Transcribe word for word the part of the news article on the Seaport Museum that opens with the words containing "Volume 20, Number" and closes with "the coming months.".

Excerpt to read:
══════

Volume 20, Number 41 | The Newspaper of Lower Manhattan | February 23 - March 1, 2011
Downtown Express photo by Aline Reynolds
Some of the Seaport Museum’s financial woes are tied to its historic vessels (above).
Seaport Museum flounders, but hasn’t yet sunk
BY Aline Reynolds
Seaport Museum New York, once a thriving institution, is now barely keeping its head above water.
Thirty-two full- and part-time employees — half of its entire staff — have been placed on furlough, and seven of its 21 trustees have resigned in the last month, according to a museum spokesperson. Sources claim that future exhibits have been suspended, and that the museum’s development and curatorial departments have virtually evaporated.
The furlough move is “an interim, emergency measure,” according to the museum’s president, Mary Pelzer, who said she expects to rehire the employees in the coming months.
The museum was forced to lay off five other workers earlier this month, including a ship captain and curatorial and visitor services staff, according to sources. The situation has become so dire that some administrators have recently formed an austerity committee to devise ways to cut expenditures.
Pelzer and other museum administrators declined to be interviewed, but they issued a written statement, saying, “Like many cultural institutions, Seaport Museum New York is dealing with serious challenges resulting from the continuing economic downturn.”

══════

[Dataset records]
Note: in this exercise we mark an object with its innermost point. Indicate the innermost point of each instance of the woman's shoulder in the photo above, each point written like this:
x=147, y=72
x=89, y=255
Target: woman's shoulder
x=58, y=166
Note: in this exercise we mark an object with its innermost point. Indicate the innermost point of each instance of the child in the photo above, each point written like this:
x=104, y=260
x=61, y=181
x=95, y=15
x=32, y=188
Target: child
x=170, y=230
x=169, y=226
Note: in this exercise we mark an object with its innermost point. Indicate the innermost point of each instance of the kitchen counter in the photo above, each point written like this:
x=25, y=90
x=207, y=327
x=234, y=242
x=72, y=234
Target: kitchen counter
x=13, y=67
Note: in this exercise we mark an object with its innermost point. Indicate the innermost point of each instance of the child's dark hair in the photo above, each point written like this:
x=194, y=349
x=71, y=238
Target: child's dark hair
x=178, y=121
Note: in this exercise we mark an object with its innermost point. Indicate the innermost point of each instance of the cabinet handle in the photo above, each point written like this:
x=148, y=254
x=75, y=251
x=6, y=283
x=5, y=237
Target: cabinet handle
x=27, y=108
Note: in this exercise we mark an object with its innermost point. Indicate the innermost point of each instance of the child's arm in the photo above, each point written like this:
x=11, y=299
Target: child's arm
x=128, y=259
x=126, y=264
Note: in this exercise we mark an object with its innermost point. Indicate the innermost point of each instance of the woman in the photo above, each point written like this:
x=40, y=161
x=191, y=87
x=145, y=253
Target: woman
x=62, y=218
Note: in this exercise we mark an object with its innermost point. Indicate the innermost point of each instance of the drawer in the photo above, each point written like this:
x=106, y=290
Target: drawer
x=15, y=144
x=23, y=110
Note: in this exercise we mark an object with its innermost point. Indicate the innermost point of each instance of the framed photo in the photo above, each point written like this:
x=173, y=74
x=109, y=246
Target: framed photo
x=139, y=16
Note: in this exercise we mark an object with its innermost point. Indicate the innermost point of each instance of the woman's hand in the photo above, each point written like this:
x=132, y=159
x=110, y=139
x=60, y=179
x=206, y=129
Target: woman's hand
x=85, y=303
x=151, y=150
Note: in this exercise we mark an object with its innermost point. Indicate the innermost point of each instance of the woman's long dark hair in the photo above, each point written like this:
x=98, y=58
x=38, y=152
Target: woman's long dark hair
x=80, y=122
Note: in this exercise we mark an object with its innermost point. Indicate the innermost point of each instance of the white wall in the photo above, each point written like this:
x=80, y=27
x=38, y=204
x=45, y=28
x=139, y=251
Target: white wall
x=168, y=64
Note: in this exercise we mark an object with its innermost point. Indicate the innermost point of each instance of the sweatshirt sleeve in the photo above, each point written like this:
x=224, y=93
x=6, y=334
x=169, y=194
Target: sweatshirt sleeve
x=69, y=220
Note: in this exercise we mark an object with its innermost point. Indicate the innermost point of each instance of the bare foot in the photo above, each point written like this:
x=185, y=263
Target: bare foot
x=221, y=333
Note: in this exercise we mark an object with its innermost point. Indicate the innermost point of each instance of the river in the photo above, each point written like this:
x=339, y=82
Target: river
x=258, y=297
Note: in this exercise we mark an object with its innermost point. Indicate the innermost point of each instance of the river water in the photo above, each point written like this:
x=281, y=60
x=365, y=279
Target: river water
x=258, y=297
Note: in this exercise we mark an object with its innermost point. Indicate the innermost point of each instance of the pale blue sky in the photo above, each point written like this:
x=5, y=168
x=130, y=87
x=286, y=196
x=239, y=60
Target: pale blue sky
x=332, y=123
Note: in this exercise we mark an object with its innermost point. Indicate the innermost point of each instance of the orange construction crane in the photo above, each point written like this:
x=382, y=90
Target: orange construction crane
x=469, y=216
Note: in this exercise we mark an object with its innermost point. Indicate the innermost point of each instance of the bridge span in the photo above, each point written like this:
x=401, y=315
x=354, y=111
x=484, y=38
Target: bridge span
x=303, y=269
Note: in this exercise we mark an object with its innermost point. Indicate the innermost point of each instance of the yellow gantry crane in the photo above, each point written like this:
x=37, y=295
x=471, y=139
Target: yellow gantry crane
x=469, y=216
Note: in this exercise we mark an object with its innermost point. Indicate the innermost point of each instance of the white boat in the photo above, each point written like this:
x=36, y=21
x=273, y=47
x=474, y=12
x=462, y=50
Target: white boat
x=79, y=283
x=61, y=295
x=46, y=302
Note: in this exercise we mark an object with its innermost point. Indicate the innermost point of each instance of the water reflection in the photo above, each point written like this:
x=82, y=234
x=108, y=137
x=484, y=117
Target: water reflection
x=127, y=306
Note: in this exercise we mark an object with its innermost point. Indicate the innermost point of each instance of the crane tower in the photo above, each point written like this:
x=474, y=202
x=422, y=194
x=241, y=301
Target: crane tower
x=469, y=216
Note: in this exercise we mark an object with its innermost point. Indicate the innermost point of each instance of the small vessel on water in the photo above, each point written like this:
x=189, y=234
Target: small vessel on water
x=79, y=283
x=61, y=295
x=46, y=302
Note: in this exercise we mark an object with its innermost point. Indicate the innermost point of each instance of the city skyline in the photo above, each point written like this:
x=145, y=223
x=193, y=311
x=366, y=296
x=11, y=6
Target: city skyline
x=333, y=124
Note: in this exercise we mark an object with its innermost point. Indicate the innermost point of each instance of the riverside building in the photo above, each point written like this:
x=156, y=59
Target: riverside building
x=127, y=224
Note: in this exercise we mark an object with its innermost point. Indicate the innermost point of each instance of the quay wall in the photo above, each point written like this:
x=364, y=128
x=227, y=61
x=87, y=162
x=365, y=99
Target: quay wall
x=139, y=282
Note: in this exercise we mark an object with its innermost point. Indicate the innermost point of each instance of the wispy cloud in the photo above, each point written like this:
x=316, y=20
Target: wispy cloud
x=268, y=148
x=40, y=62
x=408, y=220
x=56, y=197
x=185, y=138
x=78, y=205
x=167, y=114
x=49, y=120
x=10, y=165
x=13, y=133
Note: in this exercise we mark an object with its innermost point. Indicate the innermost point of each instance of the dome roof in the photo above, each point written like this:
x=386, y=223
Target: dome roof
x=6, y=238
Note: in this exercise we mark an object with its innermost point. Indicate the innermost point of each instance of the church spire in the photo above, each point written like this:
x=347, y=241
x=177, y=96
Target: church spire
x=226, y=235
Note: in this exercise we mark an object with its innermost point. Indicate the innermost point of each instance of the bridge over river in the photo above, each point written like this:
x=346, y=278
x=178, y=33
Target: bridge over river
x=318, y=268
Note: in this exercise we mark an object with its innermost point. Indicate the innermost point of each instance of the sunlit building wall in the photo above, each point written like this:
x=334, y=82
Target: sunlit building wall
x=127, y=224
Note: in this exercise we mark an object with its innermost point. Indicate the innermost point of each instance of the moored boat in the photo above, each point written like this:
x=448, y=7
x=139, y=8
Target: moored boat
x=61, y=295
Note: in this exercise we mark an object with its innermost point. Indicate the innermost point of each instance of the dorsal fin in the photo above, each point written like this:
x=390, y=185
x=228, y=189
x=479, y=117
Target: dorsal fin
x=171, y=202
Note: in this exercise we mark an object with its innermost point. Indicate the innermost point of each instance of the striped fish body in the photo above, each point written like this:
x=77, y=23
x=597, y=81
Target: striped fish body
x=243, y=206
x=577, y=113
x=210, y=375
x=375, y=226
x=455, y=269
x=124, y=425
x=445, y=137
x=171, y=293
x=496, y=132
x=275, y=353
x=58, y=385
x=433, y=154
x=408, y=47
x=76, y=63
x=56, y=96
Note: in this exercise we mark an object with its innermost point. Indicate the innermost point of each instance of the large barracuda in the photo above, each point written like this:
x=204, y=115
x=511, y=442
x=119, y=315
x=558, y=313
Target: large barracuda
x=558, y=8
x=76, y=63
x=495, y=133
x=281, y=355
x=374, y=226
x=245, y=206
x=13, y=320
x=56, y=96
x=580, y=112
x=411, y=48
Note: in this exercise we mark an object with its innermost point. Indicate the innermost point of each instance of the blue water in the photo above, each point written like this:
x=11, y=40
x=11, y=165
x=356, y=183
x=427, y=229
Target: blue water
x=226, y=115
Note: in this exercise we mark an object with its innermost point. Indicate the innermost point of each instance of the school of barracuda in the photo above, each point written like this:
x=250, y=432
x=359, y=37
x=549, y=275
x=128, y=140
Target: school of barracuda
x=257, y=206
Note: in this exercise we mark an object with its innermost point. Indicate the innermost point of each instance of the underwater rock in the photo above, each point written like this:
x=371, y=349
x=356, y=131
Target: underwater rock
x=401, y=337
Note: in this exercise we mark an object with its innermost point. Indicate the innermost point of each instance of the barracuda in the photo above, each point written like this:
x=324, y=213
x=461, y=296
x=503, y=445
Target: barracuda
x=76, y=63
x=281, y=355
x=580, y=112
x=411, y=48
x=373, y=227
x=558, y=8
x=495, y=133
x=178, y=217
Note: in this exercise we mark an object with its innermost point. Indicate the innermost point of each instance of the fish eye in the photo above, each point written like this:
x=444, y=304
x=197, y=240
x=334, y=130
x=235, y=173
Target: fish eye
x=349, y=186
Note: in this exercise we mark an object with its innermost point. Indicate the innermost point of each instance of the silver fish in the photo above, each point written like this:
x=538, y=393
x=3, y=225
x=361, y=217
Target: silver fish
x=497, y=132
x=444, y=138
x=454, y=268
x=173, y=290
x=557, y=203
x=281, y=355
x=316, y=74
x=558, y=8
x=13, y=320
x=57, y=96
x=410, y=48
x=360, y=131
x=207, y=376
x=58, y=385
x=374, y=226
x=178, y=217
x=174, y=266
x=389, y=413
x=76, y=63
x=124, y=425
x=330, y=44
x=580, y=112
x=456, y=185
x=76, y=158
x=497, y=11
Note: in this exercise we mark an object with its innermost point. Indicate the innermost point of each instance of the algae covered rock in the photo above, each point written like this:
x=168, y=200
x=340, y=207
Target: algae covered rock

══════

Answer in full:
Volume 20, Number 41 | The Newspaper of Lower Manhattan | February 23 - March 1, 2011
Downtown Express photo by Aline Reynolds
Some of the Seaport Museum’s financial woes are tied to its historic vessels (above).
Seaport Museum flounders, but hasn’t yet sunk
BY Aline Reynolds
Seaport Museum New York, once a thriving institution, is now barely keeping its head above water.
Thirty-two full- and part-time employees — half of its entire staff — have been placed on furlough, and seven of its 21 trustees have resigned in the last month, according to a museum spokesperson. Sources claim that future exhibits have been suspended, and that the museum’s development and curatorial departments have virtually evaporated.
The furlough move is “an interim, emergency measure,” according to the museum’s president, Mary Pelzer, who said she expects to rehire the employees in the coming months.